Task 1 »
According to the transfer learning page, why can any PyTorch nn.Module be used with Lightning?
Task 2 »
Pick up the transfer learning page at the point where it stops, and continue it from there.

#################
Transfer Learning
#################
**Audience**: Users looking to use pretrained models with Lightning.

----

*************************
Use any PyTorch nn.Module
*************************
Any model that is a PyTorch nn.Module can be used with Lightning (because LightningModules are nn.Modules also).

----

********************************
Use a pretrained LightningModule
********************************
Let's use the `AutoEncoder` as a feature extractor in a separate model.

.. testcode::

    class Encoder(torch.nn.Module):
        ...


    class AutoEncoder(LightningModule):
        def __init__(self):
            self.encoder = Encoder()
            self.decoder = Decoder()


    class CIFAR10Classifier(LightningModule):
        def __init__(self):
            # init the pretrained LightningModule
            self.feature_extractor = AutoEncoder.load_from_checkpoint(PATH)
            self.feature_extractor.freeze()

            # the autoencoder outputs a 100-dim representation and CIFAR-10 has 10 classes
            self.classifier = nn.Linear(100, 10)

        def forward(self, x):
            representations = self.feature_extractor(x)
            x = self.classifier(representations)
            ...

We used our pretrained Autoencoder (a LightningModule) for transfer learning!

----

***********************************
Example: Imagenet (Computer Vision)
***********************************

.. testcode::
    :skipif: not _TORCHVISION_AVAILABLE

    import torchvision.models as models


    class ImagenetTransferLearning(LightningModule):
        def __init__(self):
            super().__init__()

            # init a pretrained resnet
            backbone = models.resnet50(pretrained=True)
            num_filters = backbone.fc.in_features
            layers = list(backbone.children())[:-1]
            self.feature_extractor = nn.Sequential(*layers)

            # use the pretrained model to classify cifar-10 (10 image classes)
            num_target_classes = 10
            self.classifier = nn.Linear(num_filters, num_target_classes)

        def forward(self, x):
            self.feature_extractor.eval()
            with torch.no_grad():
                representations = self.feature_extractor(x).flatten(1)

(Location labeling records)
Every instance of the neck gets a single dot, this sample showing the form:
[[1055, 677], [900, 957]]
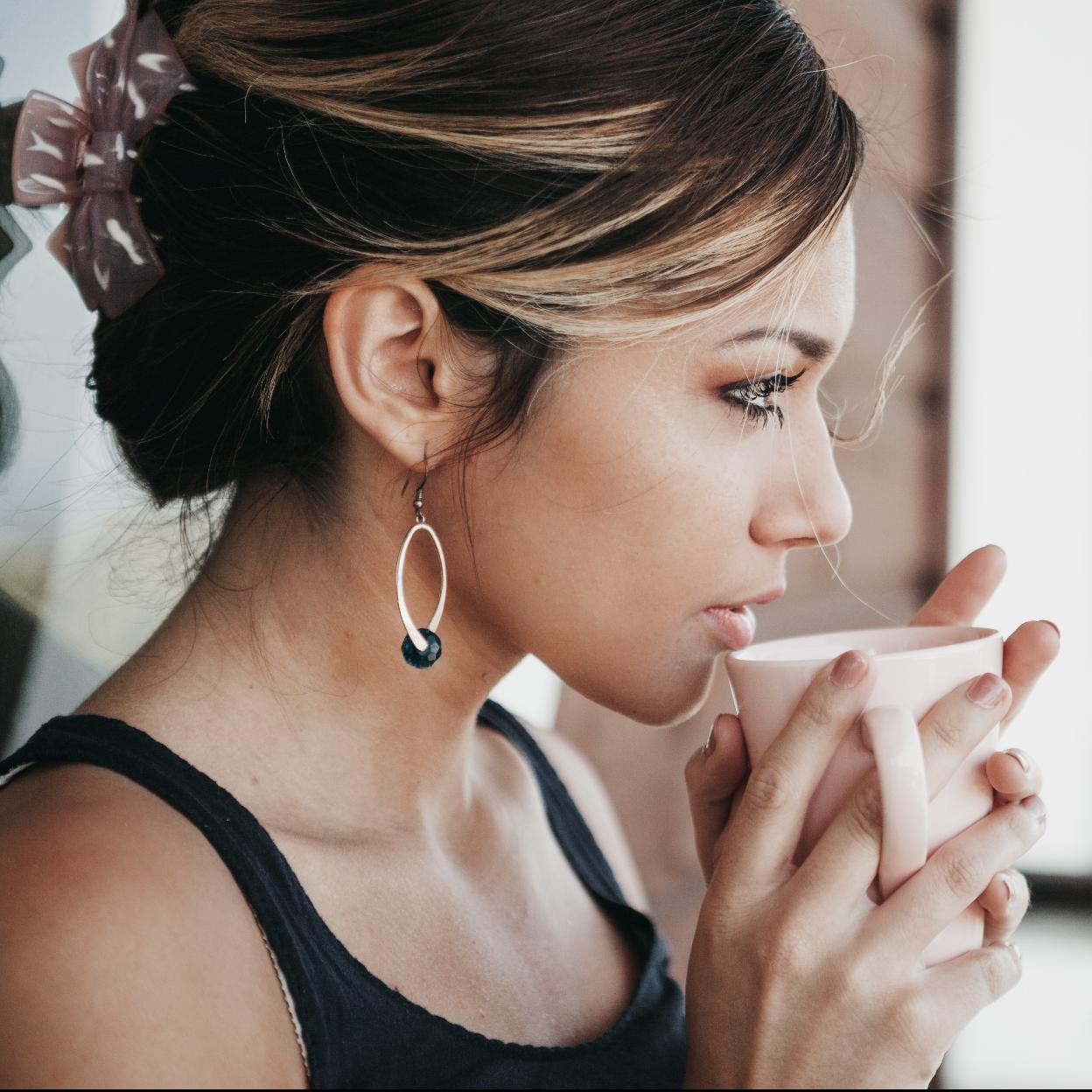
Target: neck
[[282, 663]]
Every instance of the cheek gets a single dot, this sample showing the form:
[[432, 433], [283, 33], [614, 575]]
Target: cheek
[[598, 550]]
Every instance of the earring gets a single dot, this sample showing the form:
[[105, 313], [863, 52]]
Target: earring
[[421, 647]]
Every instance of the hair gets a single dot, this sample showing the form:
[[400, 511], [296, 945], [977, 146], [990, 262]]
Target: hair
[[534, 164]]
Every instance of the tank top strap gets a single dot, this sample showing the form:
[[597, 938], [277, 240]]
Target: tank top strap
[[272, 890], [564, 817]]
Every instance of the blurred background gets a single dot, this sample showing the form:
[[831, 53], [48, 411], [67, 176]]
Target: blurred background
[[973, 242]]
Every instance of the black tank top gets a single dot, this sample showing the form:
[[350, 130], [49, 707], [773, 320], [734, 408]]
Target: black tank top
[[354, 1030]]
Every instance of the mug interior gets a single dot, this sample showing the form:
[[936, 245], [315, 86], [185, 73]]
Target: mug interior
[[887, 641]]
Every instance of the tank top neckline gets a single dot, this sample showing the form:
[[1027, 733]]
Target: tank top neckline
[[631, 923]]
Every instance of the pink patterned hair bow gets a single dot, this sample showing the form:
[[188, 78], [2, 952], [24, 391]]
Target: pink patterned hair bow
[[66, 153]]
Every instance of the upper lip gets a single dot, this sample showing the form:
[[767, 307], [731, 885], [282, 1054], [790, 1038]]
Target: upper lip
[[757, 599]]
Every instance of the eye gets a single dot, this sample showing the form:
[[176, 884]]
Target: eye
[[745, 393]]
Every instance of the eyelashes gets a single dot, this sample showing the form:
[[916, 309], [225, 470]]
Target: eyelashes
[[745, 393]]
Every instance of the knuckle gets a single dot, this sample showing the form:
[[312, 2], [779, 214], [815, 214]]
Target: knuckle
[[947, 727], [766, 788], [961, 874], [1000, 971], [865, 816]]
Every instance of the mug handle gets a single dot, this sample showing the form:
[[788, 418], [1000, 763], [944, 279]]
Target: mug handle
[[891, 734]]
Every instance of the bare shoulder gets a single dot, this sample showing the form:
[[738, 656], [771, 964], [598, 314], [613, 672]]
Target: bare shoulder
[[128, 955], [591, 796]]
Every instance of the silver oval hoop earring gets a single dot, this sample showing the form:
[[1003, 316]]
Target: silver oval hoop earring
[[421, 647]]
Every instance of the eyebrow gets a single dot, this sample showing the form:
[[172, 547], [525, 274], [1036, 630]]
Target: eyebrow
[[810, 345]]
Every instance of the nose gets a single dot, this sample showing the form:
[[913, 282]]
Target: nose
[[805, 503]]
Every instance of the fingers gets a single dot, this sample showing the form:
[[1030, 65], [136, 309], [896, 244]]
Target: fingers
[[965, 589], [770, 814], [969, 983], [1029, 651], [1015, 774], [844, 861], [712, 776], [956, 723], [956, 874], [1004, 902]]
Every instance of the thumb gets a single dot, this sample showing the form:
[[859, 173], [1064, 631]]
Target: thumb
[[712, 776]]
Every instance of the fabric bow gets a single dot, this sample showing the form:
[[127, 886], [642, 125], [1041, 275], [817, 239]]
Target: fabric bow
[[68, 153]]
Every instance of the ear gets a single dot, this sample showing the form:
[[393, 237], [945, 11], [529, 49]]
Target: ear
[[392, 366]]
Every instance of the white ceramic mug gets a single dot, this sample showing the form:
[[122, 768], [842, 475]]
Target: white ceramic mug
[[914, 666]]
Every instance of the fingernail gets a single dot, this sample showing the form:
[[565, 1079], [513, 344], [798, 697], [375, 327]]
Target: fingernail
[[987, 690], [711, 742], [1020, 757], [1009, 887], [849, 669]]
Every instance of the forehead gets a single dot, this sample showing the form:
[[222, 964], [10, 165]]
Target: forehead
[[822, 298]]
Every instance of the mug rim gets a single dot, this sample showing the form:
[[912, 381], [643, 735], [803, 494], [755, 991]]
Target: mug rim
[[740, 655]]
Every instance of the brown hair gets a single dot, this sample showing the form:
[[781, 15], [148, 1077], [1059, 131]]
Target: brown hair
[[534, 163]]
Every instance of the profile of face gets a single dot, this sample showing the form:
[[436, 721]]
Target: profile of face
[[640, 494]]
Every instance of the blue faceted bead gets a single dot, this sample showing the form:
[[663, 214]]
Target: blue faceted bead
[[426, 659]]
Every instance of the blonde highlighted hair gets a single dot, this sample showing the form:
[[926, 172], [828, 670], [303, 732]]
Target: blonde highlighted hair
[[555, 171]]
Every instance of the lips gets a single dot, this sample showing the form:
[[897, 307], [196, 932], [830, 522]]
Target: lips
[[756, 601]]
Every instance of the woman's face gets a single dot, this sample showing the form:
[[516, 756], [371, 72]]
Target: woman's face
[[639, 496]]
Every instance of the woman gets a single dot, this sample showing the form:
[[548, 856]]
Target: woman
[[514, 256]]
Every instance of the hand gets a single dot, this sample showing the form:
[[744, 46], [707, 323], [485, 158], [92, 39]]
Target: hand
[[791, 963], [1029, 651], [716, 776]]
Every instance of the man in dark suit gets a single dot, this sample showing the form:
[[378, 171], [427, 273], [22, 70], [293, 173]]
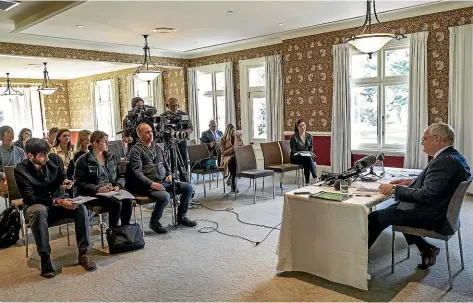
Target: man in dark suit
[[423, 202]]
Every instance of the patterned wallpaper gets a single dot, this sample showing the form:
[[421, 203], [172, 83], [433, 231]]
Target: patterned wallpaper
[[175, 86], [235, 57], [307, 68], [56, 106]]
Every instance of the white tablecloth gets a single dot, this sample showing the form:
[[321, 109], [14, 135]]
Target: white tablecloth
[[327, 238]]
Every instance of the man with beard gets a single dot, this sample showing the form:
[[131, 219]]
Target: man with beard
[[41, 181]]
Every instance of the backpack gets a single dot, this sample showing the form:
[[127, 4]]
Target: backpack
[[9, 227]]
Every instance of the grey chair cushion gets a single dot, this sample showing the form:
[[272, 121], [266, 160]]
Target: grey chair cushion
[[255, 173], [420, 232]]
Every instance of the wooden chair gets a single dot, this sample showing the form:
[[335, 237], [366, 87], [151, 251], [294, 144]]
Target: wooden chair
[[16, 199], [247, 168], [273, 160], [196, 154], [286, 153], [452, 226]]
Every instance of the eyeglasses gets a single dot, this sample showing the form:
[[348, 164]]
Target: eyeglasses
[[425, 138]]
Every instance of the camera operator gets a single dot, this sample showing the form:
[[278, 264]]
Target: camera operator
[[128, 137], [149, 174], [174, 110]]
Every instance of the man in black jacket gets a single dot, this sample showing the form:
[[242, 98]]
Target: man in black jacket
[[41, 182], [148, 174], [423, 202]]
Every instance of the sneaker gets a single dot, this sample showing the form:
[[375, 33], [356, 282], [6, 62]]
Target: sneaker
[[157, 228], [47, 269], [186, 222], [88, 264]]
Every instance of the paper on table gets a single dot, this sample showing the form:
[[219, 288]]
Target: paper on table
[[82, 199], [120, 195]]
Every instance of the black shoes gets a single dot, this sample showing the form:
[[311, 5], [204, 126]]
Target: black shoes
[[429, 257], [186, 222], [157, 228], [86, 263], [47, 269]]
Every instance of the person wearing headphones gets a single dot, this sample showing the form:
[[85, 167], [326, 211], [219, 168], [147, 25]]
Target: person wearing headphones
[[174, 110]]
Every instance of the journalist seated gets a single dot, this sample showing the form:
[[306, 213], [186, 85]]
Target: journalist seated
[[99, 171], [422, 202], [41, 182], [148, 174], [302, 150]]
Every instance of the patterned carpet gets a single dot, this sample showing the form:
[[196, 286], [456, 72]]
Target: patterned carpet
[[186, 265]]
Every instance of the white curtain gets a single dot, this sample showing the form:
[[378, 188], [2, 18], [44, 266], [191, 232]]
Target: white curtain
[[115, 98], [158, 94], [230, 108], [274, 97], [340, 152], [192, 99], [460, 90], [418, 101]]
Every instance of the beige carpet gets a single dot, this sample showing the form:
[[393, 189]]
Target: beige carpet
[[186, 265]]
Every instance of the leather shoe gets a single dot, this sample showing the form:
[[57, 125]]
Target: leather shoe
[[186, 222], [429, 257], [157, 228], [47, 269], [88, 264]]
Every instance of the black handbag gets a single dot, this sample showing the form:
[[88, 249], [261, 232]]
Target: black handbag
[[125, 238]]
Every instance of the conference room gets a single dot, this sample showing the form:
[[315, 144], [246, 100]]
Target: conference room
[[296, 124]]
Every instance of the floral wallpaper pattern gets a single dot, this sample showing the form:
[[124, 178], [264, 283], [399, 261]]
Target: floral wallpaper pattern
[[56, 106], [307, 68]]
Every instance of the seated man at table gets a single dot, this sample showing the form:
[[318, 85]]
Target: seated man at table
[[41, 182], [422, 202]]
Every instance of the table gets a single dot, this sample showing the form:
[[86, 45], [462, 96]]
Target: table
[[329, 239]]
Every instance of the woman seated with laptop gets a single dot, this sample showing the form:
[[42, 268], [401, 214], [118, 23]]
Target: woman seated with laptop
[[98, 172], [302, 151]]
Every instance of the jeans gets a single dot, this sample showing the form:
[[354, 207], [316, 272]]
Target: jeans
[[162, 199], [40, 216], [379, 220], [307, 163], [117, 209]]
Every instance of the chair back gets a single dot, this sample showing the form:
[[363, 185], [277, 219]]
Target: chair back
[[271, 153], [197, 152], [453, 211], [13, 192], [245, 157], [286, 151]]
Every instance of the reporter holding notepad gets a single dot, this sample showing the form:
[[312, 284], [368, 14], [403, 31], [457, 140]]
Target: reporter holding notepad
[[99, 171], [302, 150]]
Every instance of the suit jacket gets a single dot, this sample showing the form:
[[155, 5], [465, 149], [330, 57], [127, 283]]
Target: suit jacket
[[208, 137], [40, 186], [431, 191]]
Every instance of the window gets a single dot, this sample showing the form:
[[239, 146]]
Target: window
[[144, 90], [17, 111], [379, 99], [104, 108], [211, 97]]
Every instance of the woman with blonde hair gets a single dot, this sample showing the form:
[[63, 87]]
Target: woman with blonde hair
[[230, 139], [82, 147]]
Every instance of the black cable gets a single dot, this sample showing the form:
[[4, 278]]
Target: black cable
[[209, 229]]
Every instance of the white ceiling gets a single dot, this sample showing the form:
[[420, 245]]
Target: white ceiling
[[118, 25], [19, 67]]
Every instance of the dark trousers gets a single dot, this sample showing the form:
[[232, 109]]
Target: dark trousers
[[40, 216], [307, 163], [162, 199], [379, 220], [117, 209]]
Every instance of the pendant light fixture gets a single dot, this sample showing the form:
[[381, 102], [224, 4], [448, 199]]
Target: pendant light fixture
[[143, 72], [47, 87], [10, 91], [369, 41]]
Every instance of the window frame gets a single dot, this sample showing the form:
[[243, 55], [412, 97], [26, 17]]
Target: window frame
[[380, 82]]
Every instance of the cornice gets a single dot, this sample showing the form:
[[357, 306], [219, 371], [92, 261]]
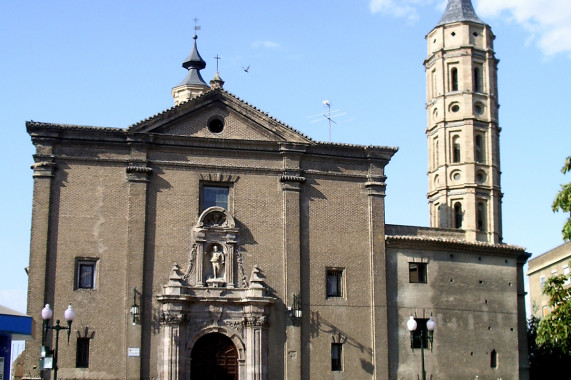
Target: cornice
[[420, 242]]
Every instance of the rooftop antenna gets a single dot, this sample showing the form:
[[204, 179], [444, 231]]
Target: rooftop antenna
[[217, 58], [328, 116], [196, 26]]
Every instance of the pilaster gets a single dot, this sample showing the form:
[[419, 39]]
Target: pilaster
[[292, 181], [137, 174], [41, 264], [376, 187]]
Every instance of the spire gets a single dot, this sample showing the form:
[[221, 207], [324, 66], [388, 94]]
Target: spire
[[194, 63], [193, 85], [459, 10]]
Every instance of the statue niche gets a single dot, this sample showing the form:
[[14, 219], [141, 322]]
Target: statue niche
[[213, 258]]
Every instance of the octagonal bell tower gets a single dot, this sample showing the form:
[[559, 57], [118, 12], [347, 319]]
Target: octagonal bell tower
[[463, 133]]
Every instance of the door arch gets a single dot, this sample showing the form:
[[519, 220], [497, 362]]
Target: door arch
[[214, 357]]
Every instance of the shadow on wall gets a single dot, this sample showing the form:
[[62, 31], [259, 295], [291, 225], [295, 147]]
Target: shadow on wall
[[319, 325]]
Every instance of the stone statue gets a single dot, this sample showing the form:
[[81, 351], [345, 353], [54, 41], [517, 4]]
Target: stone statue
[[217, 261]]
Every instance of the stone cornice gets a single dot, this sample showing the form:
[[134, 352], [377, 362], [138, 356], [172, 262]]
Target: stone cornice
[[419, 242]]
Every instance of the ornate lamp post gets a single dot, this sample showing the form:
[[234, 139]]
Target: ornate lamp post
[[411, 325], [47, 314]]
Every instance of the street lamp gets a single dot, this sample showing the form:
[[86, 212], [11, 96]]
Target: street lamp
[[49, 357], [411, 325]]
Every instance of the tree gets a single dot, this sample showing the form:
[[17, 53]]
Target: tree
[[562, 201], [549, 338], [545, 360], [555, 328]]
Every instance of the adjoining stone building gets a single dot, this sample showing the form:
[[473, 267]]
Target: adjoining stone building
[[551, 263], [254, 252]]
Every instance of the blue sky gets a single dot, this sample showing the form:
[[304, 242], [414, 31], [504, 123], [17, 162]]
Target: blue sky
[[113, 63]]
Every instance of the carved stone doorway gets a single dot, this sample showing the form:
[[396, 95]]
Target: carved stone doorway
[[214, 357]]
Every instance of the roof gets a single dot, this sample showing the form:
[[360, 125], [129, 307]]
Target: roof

Written response 1 »
Because LightningModules are also nn.Modules.

Written response 2 »
            x = self.classifier(representations)
            ...

Finetune

.. code-block:: python

    model = ImagenetTransferLearning()
    trainer = Trainer()
    trainer.fit(model)

And use it to predict your data of interest

.. code-block:: python

    model = ImagenetTransferLearning.load_from_checkpoint(PATH)
    model.freeze()

    x = some_images_from_cifar10()
    predictions = model(x)

We used a pretrained model on imagenet, finetuned on CIFAR-10 to predict on CIFAR-10.
In the non-academic world we would finetune on a tiny dataset you have and predict on your dataset.

----

*******************
Example: BERT (NLP)
*******************
Lightning is completely agnostic to what's used for transfer learning so long
as it is a `torch.nn.Module` subclass.

Here's a model that uses `Huggingface transformers <https://github.com/huggingface/transformers>`_.

.. testcode::

    class BertMNLIFinetuner(LightningModule):
        def __init__(self):
            super().__init__()

            self.bert = BertModel.from_pretrained("bert-base-cased", output_attentions=True)
            self.W = nn.Linear(bert.config.hidden_size, 3)
            self.num_classes = 3

        def forward(self, input_ids, attention_mask, token_type_ids):

            h, _, attn = self.bert(input_ids=input_ids, attention_mask=attention_mask, token_type_ids=token_type_ids)

            h_cls = h[:, 0]
            logits = self.W(h_cls)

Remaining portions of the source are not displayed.